Return every line in the entries below that contains the word "distant".

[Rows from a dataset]
+ + + + + + +

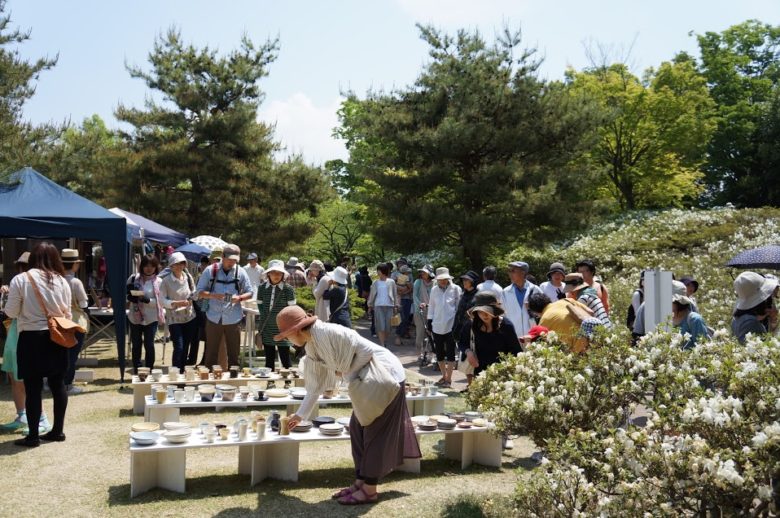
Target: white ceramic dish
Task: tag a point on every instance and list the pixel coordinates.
(145, 438)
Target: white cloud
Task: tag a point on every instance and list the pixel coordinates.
(461, 12)
(304, 128)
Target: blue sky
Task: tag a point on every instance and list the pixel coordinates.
(331, 46)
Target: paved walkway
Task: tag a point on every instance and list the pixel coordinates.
(407, 353)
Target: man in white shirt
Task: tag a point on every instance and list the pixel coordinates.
(515, 298)
(255, 272)
(79, 303)
(489, 274)
(554, 287)
(442, 307)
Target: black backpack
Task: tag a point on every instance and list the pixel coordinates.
(631, 316)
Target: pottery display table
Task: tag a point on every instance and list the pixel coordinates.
(170, 410)
(142, 389)
(276, 456)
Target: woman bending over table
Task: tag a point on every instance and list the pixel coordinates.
(331, 350)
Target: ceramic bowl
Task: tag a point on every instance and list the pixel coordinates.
(145, 427)
(175, 425)
(177, 436)
(145, 438)
(318, 421)
(277, 392)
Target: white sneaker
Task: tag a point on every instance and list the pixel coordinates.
(43, 424)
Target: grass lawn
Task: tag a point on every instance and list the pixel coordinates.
(88, 474)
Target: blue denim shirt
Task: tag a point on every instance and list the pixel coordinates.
(219, 312)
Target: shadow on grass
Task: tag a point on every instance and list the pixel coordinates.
(273, 495)
(8, 448)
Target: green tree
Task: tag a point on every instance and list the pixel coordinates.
(477, 152)
(201, 161)
(21, 143)
(89, 159)
(654, 131)
(742, 67)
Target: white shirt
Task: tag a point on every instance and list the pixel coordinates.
(551, 290)
(382, 298)
(443, 306)
(23, 303)
(256, 276)
(491, 285)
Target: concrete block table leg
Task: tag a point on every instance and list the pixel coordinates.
(165, 469)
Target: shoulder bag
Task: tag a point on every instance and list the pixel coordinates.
(62, 331)
(372, 391)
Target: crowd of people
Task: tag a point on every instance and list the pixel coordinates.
(468, 324)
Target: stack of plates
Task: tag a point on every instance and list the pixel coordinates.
(420, 419)
(144, 438)
(298, 393)
(331, 429)
(303, 426)
(344, 421)
(321, 420)
(427, 426)
(145, 427)
(179, 436)
(277, 392)
(446, 423)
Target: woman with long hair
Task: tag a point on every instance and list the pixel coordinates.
(38, 356)
(146, 309)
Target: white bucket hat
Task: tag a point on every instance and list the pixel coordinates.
(275, 265)
(176, 258)
(752, 289)
(443, 274)
(339, 275)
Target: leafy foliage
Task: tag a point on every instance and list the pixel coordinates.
(654, 131)
(476, 145)
(742, 67)
(202, 162)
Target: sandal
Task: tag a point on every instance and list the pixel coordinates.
(345, 492)
(351, 500)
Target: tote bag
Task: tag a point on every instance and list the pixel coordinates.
(372, 391)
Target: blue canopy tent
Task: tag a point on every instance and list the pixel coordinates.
(31, 205)
(143, 228)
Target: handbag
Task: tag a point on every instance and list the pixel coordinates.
(395, 320)
(62, 331)
(465, 366)
(372, 391)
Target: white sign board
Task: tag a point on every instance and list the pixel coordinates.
(658, 299)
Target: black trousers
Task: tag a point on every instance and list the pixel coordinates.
(38, 358)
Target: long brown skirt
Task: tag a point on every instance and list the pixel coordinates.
(382, 446)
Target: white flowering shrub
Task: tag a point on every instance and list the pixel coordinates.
(710, 443)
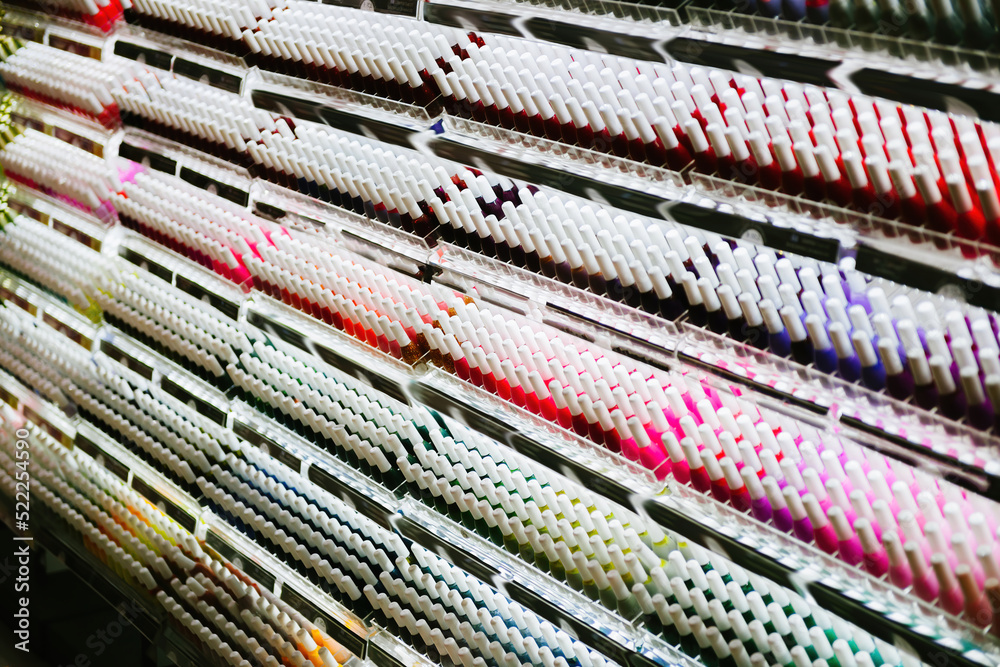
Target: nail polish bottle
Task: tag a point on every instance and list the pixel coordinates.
(801, 524)
(873, 372)
(716, 316)
(848, 365)
(951, 402)
(874, 560)
(979, 412)
(823, 531)
(949, 595)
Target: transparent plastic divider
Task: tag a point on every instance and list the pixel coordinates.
(302, 456)
(579, 459)
(362, 234)
(817, 575)
(846, 43)
(565, 608)
(331, 612)
(74, 129)
(592, 15)
(227, 173)
(969, 456)
(387, 650)
(137, 252)
(669, 344)
(491, 278)
(182, 48)
(25, 25)
(361, 104)
(333, 346)
(589, 161)
(860, 225)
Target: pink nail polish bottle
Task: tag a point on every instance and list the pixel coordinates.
(899, 569)
(875, 560)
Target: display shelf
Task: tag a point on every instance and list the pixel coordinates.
(668, 344)
(560, 605)
(151, 622)
(188, 277)
(889, 613)
(201, 63)
(361, 234)
(811, 229)
(699, 34)
(218, 536)
(73, 223)
(351, 111)
(71, 128)
(896, 617)
(205, 172)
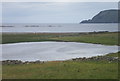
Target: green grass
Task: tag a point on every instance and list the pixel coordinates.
(62, 70)
(110, 38)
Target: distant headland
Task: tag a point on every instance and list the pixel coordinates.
(106, 16)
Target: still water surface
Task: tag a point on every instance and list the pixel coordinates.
(51, 51)
(59, 28)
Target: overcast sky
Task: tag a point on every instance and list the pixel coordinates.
(52, 12)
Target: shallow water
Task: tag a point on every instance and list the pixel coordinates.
(51, 51)
(58, 28)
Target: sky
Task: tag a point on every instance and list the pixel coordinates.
(52, 12)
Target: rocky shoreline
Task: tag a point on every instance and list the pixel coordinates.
(96, 58)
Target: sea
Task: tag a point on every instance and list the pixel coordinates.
(57, 28)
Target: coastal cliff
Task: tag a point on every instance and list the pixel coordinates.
(106, 16)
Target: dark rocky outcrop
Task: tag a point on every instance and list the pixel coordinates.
(106, 16)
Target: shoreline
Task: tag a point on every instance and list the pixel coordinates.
(93, 58)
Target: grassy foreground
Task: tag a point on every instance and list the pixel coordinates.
(108, 38)
(63, 70)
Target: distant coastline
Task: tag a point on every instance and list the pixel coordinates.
(106, 16)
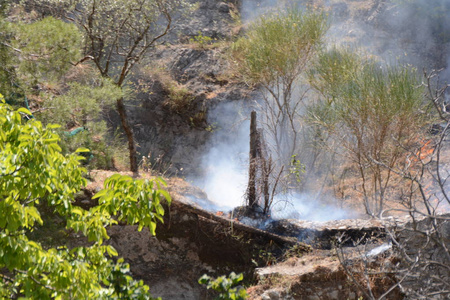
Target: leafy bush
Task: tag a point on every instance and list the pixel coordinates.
(375, 111)
(33, 171)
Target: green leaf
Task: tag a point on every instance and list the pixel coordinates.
(82, 150)
(24, 111)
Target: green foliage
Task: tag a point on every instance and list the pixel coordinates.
(179, 97)
(82, 107)
(297, 168)
(275, 53)
(225, 286)
(375, 111)
(33, 170)
(47, 48)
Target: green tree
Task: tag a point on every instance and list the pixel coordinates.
(117, 35)
(375, 111)
(33, 171)
(274, 53)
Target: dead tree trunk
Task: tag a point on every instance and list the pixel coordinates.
(130, 137)
(260, 168)
(251, 193)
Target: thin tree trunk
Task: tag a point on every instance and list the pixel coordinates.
(130, 136)
(251, 193)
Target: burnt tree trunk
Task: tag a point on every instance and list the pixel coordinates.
(130, 136)
(251, 193)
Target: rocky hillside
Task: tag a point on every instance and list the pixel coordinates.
(183, 81)
(188, 76)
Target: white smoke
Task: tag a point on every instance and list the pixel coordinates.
(398, 35)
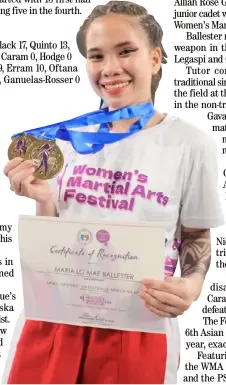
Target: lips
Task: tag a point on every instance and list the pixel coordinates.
(114, 85)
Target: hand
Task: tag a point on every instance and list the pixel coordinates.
(23, 182)
(168, 298)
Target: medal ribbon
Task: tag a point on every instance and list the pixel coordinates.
(92, 142)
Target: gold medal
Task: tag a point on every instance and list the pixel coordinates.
(20, 145)
(47, 158)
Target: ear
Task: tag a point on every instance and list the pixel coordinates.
(156, 60)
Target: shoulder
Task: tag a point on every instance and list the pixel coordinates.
(66, 146)
(193, 138)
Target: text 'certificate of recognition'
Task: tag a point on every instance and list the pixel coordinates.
(90, 274)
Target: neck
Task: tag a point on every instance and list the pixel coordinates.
(124, 125)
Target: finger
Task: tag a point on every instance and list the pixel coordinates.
(19, 182)
(173, 287)
(168, 298)
(26, 185)
(160, 306)
(22, 166)
(11, 165)
(158, 312)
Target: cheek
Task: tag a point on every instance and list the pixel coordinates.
(92, 73)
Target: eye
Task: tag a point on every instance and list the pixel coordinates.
(96, 57)
(127, 51)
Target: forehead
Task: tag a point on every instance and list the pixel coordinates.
(109, 30)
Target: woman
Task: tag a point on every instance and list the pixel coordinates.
(124, 52)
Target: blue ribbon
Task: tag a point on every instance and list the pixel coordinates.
(92, 142)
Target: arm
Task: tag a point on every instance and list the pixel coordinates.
(47, 209)
(195, 257)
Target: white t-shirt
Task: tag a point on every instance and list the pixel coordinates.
(165, 173)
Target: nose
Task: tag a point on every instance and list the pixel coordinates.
(111, 66)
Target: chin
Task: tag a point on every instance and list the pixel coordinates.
(116, 104)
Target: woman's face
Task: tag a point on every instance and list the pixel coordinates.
(120, 62)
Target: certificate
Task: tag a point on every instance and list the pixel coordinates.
(89, 274)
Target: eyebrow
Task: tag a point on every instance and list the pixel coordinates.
(116, 46)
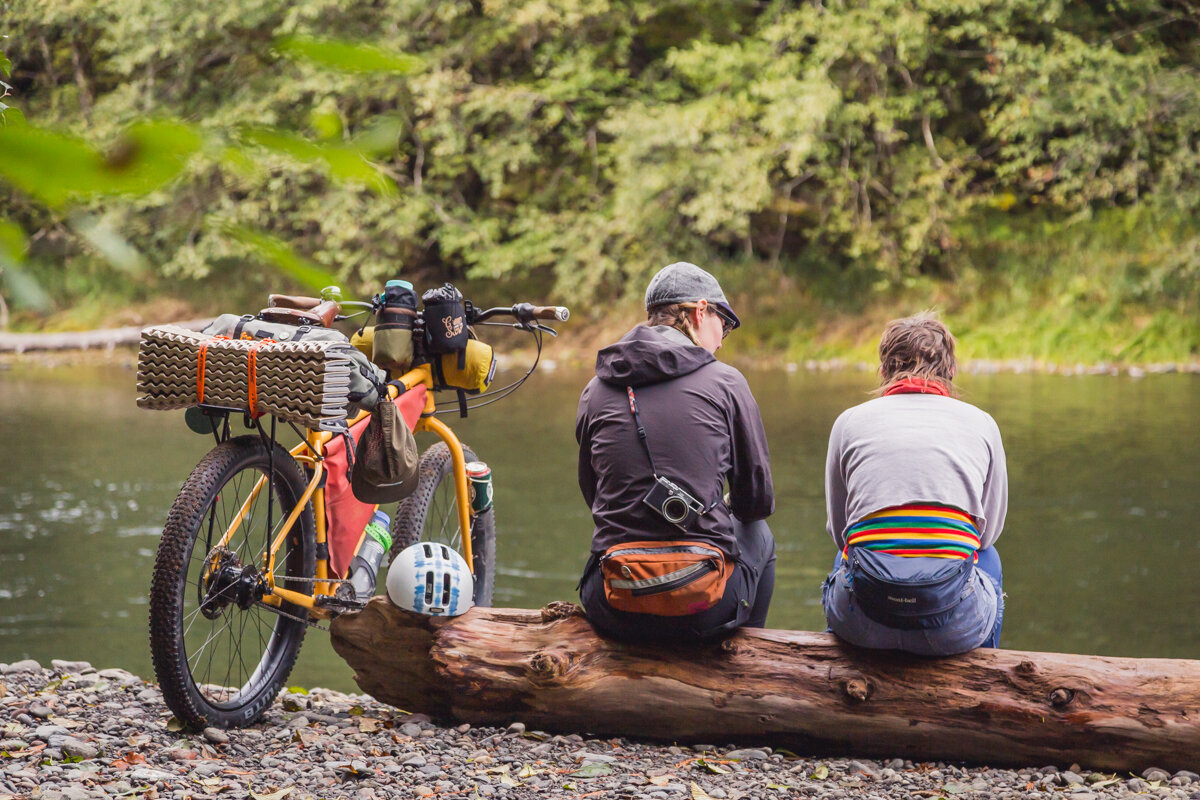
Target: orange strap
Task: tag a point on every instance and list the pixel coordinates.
(199, 372)
(252, 364)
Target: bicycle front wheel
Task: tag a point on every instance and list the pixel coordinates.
(431, 515)
(221, 655)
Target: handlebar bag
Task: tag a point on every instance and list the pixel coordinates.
(445, 320)
(471, 370)
(393, 347)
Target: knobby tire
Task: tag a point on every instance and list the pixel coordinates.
(226, 672)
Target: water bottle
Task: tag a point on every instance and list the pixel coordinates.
(393, 348)
(365, 564)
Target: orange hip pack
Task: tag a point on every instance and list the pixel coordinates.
(664, 578)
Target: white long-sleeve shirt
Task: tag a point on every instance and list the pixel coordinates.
(907, 449)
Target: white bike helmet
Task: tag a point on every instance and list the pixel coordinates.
(431, 578)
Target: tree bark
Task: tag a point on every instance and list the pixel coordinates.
(808, 692)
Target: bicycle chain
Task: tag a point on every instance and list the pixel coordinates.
(283, 613)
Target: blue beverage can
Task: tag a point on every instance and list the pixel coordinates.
(479, 476)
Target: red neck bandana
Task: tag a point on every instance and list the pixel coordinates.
(917, 386)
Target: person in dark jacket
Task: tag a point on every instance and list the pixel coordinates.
(702, 429)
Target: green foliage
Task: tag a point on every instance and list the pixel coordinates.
(347, 56)
(856, 151)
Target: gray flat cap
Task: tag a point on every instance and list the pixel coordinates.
(683, 282)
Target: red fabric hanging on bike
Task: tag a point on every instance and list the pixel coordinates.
(346, 515)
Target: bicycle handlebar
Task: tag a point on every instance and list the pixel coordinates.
(526, 312)
(522, 312)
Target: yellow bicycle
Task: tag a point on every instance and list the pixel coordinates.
(243, 569)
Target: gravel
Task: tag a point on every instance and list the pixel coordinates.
(76, 733)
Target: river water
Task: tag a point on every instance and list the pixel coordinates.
(1101, 551)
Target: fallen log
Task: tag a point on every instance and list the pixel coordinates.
(807, 692)
(103, 338)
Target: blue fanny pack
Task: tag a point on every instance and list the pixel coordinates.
(907, 593)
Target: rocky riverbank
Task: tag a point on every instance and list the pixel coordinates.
(73, 732)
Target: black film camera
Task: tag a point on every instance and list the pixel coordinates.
(673, 503)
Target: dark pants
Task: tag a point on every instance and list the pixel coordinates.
(744, 603)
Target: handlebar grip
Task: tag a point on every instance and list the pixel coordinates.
(292, 301)
(562, 313)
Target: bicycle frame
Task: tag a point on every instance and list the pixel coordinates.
(312, 452)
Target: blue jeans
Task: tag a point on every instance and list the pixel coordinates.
(744, 605)
(976, 621)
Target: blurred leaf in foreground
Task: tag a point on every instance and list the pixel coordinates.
(57, 168)
(276, 251)
(346, 56)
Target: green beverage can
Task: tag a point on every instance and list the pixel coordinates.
(480, 479)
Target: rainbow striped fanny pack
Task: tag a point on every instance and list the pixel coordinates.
(917, 530)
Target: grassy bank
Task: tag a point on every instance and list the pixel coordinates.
(1121, 288)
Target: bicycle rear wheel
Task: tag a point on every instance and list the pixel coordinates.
(221, 656)
(431, 515)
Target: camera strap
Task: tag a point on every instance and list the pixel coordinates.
(646, 445)
(641, 428)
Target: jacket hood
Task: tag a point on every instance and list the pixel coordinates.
(649, 355)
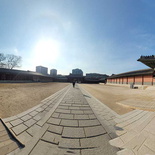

+ + + + + + +

**Result of this task:**
Target: distant headland
Target: distant coastline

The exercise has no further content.